## Selected text
• • •

Mira Frick, Professor of Economics at Princeton University, is the recipient of the 2025 Elaine Bennett Research Prize. Established in 1998, the Elaine Bennett Research Prize recognizes and honors outstanding research in any field of economics. Professor Frick will formally accept the Prize at the Business Meeting and Award Ceremony of the American Economic Association (AEA) Committee on the Status of Women in the Economics Profession (CSWEP), held during the 2026 AEA/ASSA Meeting on January 4, 2026.

Professor Frick is a microeconomic theorist who studies how economic agents acquire, process, and use information. Her work spans decision theory and the theory of learning, especially under model misspecification. The theoretical models that she has developed are able to capture important elements in real-world data and speak to ongoing empirical debates, emphasizing the empirical relevance of theory. Her research highlights the importance of dynamics in linking theoretical work to empirical evidence. Across areas, she shows that small departures from classical assumptions—once dynamics are accounted for—can dramatically change model predictions, including long-run beliefs and welfare. Her papers combine technical sophistication with powerful economic insight and have already become field-defining contributions to economic theory.

Professor Frick’s first line of research addresses important questions in decision theory. She develops models and techniques in her research to bring new ideas to important issues in economics and bridges the gap between theoretical and empirical work. Her Econometrica paper “Dynamic Random Utility” (2019), with Ryota Iijima and Tomasz Strzalecki, provides the first axiomatic characterization of dynamic random utility models, a class widely used in empirical work to capture stochastic choice and persistent heterogeneity. The paper identifies precisely which patterns of history dependence are consistent with maximizing a sequence of random utility functions and delivers deep insights for identification. Most strikingly, it shows that common empirical specifications, such as dynamic logit models, are incompatible with Bayesian rationality unless they satisfy highly restrictive conditions. In “Dual-Self Representations of Ambiguity Preferences” (Econometrica 2022), Professor Frick and coauthors Madhav Chandrasekher, Ryota Iijima, and Yves Le Yaouanq provide a valuable advance on the ambiguity literature by recasting a previous set of preferences in a more tractable and interpretable way. They introduce a transparent “optimist–pessimist” representation of a broad class of ambiguity preferences, enabling richer empirical and dynamic applications and capturing both ambiguity aversion and ambiguity seeking consistent with empirical behavior.

• • •

## Records shown
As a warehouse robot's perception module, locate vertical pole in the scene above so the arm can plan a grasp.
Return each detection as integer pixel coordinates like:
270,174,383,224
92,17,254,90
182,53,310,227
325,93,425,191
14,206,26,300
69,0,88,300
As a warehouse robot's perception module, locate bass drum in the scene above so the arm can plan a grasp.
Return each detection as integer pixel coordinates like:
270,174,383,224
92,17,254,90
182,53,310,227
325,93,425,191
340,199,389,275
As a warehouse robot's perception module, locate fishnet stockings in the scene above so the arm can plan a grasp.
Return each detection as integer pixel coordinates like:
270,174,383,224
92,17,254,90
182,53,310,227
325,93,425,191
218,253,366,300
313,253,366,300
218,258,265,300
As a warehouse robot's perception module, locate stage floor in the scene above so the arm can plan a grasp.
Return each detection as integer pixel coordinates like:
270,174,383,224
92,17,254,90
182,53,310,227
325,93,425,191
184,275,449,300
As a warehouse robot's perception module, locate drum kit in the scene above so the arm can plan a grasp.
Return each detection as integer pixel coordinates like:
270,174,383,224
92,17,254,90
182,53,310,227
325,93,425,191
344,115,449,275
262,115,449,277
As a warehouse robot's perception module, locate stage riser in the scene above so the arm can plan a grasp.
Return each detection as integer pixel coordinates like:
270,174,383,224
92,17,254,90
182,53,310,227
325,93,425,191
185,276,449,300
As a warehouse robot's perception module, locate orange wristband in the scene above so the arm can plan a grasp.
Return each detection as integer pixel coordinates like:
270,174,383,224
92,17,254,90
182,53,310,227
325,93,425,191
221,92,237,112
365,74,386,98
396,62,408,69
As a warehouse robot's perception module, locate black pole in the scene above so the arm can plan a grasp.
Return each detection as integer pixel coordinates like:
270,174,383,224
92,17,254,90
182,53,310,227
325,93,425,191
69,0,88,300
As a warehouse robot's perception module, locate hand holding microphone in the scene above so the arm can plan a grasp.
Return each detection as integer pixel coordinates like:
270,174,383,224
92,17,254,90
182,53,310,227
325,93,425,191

• • •

## Work to do
(A) According to the announcement of Mira Frick's prize, why is the paper "Dual-Self Representations of Ambiguity Preferences" a valuable advance on the ambiguity literature? Answer in one to three sentences.
(B) Give the next part of the announcement of Mira Frick's prize, picking up after its last sentence.
The lines play no part in this work.

## Final answers
(A) It recasts a previous set of preferences in a more tractable and interpretable way through a transparent "optimist–pessimist" representation of a broad class of ambiguity preferences. This representation enables richer empirical and dynamic applications and captures both ambiguity aversion and ambiguity seeking consistent with empirical behavior.

(B)
Professor Frick’s second line of research spans learning under mis-specification. Many economic environments are inherently complex. Because of this complexity, agents may be especially prone to misspecifications about the learning environment. In a series of papers with Ryota Iijima and Yuhta Ishii, Professor Frick develops important theoretical tools to understand the sensitivity of long-run learning to such misspecifications and applies these tools. Their Econometrica paper “Misinterpreting Others and the Fragility of Social Learning” (2020) is a field-defining example. In a classic sequential social learning environment, it demonstrates how even minute misspecifications can lead to drastic failures of learning about economic fundamentals. Although agents follow Bayes’ rule and ample information exists to learn the true state, the slightest misspecification can lead all agents’ beliefs to converge to a point mass on an arbitrarily incorrect state. In “Belief Convergence under Misspecification: A Martingale approach” (Review of Economic Studies 2023), Frick and her coauthors provide a general framework for predicting when small errors will have the most substantial consequences. An important implication follows much of our accepted economic wisdom needs to be revisited to ascertain whether results are robust to slight mis-perception, or they hinge on the fragile ideal of perfectly specified agents. In their AER paper, “Dispersed Behavior and Perceptions in Assortative Societies” (2022), Frick and coauthors demonstrate how the presence of agents who overestimate the representativeness of their own peers further polarizes a society’s beliefs and behaviors. A related contribution, “Welfare Comparisons for Biased Learning” (AER 2024), delivers a normative breakthrough, providing a way to rank different biases in beliefs in terms of welfare.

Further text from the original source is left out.